= Information supplied =

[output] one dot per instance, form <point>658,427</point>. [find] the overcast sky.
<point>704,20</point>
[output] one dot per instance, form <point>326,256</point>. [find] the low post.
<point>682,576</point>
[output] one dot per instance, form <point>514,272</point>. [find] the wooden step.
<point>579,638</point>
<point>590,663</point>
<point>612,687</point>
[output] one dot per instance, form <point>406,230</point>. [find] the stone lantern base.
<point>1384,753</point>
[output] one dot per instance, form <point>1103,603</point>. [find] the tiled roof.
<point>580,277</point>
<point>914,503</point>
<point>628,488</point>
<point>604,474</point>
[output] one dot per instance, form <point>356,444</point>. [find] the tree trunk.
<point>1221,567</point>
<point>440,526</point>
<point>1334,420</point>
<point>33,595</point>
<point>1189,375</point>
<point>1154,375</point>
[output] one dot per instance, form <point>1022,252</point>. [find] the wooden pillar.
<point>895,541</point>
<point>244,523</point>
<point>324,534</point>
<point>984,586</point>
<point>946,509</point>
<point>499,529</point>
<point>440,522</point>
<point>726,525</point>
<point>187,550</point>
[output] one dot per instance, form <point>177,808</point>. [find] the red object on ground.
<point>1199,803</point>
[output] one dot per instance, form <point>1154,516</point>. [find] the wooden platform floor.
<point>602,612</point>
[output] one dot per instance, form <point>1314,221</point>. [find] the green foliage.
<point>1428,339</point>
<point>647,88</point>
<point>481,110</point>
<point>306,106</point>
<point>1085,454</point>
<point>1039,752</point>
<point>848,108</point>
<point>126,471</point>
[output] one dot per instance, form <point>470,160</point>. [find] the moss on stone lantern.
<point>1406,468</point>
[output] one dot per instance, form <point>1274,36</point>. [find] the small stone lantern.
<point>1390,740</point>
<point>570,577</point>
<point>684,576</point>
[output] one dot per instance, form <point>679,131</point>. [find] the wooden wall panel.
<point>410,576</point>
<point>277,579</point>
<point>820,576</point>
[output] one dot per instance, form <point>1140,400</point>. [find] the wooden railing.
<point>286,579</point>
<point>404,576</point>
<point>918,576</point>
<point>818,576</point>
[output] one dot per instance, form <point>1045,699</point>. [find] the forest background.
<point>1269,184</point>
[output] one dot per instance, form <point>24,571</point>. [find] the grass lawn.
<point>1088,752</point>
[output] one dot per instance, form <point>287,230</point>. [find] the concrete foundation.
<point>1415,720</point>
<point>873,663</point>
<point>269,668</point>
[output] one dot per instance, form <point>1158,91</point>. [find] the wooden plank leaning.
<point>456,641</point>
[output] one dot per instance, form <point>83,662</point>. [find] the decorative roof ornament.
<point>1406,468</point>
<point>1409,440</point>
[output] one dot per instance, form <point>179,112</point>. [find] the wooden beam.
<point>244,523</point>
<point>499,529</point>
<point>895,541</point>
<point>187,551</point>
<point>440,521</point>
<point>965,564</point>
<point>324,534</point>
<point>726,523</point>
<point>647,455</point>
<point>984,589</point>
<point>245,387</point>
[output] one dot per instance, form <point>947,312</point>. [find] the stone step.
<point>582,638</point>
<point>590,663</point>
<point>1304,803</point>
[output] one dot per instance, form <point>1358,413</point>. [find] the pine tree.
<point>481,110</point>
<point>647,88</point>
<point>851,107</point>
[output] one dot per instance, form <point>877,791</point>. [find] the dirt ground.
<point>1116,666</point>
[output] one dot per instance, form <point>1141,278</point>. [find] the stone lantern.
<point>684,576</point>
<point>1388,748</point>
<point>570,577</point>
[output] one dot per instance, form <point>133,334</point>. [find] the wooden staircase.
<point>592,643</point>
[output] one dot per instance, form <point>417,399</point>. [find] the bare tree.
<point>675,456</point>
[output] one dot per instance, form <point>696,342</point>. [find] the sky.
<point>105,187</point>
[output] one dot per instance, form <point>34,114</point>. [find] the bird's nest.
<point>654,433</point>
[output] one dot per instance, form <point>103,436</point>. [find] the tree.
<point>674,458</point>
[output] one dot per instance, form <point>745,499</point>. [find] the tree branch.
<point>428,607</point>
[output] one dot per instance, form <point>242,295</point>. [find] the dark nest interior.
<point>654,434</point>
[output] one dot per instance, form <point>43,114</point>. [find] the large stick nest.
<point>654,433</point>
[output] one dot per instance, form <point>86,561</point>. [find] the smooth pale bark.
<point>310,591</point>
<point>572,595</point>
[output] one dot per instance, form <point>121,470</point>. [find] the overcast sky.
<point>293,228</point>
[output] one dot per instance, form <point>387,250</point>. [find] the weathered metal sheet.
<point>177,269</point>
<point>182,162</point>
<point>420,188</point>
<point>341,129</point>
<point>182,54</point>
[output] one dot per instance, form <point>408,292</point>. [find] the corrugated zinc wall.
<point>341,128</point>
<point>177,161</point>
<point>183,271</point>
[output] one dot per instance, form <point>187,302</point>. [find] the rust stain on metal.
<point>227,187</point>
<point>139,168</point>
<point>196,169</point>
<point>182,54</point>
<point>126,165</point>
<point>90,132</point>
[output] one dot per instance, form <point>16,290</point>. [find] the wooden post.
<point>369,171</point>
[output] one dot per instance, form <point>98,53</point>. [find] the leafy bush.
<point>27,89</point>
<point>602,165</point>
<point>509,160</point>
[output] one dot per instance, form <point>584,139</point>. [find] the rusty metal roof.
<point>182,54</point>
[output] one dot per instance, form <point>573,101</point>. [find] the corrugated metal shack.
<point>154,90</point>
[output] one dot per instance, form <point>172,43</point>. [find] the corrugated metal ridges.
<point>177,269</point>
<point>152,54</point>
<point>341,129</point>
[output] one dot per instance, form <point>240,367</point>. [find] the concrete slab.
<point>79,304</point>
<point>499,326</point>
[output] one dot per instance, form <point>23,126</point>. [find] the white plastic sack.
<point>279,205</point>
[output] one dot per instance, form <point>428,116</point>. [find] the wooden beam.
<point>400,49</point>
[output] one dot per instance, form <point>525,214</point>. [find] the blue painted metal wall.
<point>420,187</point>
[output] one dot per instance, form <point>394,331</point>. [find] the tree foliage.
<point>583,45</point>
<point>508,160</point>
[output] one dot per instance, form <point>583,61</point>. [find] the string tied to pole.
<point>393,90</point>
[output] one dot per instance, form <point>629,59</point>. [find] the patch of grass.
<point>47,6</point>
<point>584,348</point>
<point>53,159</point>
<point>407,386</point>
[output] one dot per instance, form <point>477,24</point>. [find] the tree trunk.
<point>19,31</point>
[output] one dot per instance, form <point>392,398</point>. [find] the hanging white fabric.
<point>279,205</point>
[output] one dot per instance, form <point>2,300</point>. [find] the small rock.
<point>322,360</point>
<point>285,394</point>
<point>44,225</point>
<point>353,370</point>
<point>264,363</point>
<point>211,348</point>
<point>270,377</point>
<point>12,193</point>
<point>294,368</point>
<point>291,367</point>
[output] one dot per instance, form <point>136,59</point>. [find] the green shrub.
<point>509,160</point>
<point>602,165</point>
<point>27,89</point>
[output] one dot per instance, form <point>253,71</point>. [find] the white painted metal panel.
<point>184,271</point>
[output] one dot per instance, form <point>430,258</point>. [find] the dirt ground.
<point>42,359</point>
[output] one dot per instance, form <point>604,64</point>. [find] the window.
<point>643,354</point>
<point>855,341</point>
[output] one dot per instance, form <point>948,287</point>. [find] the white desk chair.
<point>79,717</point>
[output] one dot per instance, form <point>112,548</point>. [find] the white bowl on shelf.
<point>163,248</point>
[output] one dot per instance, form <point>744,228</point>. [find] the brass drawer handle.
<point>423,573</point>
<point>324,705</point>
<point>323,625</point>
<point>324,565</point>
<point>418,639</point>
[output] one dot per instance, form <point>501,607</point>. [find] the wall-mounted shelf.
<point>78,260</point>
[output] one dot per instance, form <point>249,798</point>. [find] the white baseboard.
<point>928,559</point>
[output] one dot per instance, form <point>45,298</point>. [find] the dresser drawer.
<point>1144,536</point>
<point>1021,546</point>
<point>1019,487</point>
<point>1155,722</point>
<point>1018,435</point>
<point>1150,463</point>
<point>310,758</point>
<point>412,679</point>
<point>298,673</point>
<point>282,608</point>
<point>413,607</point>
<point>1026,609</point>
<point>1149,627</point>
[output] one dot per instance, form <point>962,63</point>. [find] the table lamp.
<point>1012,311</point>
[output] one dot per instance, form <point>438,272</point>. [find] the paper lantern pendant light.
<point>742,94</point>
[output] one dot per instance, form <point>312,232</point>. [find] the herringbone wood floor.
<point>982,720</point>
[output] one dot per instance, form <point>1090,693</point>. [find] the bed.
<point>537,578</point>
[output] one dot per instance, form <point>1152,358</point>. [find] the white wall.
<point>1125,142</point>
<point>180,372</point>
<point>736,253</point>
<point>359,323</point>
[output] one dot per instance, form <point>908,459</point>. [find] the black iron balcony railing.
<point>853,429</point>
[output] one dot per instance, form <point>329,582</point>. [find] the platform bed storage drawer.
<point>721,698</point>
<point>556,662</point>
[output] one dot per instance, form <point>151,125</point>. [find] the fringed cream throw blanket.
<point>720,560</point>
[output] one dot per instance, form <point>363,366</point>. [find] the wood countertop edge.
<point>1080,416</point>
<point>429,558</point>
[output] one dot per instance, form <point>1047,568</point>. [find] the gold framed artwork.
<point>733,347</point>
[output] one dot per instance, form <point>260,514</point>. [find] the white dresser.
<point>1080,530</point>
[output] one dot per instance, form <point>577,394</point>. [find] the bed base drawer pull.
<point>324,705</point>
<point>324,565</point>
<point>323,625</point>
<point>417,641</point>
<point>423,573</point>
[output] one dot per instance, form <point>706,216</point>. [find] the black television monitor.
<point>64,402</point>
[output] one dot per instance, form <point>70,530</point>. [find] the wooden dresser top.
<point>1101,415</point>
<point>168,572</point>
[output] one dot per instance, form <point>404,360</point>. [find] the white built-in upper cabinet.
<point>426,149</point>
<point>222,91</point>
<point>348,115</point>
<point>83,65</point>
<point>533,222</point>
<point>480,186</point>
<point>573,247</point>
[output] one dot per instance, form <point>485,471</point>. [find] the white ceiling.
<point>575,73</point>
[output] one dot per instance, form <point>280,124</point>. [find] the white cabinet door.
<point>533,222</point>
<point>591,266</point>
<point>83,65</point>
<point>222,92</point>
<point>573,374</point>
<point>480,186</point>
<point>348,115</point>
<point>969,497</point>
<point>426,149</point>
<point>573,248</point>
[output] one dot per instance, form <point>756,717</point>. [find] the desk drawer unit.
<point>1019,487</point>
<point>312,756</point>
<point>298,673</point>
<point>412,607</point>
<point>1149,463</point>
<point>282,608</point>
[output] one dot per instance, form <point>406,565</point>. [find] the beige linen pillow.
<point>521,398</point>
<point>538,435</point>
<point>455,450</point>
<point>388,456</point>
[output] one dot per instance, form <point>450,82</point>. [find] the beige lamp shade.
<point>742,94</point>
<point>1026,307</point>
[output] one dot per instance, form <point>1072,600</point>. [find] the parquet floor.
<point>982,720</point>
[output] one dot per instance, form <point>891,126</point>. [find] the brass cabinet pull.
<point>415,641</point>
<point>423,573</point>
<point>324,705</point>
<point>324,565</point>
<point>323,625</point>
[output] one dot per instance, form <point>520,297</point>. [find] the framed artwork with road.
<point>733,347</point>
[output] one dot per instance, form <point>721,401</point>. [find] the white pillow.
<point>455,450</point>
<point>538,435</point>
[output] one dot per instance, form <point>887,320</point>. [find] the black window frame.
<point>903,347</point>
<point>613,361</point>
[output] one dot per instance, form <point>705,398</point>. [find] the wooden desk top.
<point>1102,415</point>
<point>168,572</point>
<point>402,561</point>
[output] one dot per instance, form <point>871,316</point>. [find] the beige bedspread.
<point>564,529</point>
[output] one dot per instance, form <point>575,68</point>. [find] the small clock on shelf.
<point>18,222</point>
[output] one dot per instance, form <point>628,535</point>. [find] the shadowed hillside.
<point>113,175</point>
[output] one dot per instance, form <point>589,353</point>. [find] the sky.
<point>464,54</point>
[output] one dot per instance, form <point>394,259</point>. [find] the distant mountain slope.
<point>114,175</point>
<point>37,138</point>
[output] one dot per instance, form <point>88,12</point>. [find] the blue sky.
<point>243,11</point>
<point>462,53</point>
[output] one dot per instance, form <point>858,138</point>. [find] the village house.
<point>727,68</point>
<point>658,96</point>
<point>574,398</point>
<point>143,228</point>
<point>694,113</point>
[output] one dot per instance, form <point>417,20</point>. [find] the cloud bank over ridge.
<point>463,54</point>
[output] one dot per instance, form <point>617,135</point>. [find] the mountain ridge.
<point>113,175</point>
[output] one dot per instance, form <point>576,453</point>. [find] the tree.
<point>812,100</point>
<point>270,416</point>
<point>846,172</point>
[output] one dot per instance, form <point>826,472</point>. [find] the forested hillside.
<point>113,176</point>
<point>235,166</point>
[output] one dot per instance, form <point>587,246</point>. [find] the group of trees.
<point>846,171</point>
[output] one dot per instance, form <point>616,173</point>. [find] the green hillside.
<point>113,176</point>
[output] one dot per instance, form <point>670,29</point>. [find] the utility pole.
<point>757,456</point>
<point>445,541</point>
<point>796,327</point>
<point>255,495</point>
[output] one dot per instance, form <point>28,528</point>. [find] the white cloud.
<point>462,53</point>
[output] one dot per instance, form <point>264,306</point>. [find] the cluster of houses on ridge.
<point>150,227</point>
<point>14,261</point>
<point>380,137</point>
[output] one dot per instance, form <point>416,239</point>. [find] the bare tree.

= The problem =
Can you return, unchanged, the entries between the lines holding "[output] one dot per instance, form <point>450,82</point>." and "<point>402,561</point>", inclusive?

= Expected answer =
[output] one dot per instance, form <point>450,82</point>. [find] the beige lamp shade.
<point>742,94</point>
<point>1026,307</point>
[output] one dot per instance, form <point>1072,600</point>. [find] the parquet floor.
<point>982,720</point>
[output] one dot per instance, form <point>891,126</point>. [find] the brass cabinet pull.
<point>415,641</point>
<point>423,573</point>
<point>324,705</point>
<point>324,565</point>
<point>323,625</point>
[output] one dot per instance, form <point>520,297</point>. [find] the framed artwork with road.
<point>733,347</point>
[output] one dot per instance, form <point>721,401</point>. [find] the white pillow.
<point>455,450</point>
<point>538,435</point>
[output] one dot per instance, form <point>887,320</point>. [find] the black window frame.
<point>903,347</point>
<point>613,361</point>
[output] one dot per instance, form <point>705,398</point>. [find] the wooden desk top.
<point>1102,415</point>
<point>168,572</point>
<point>402,561</point>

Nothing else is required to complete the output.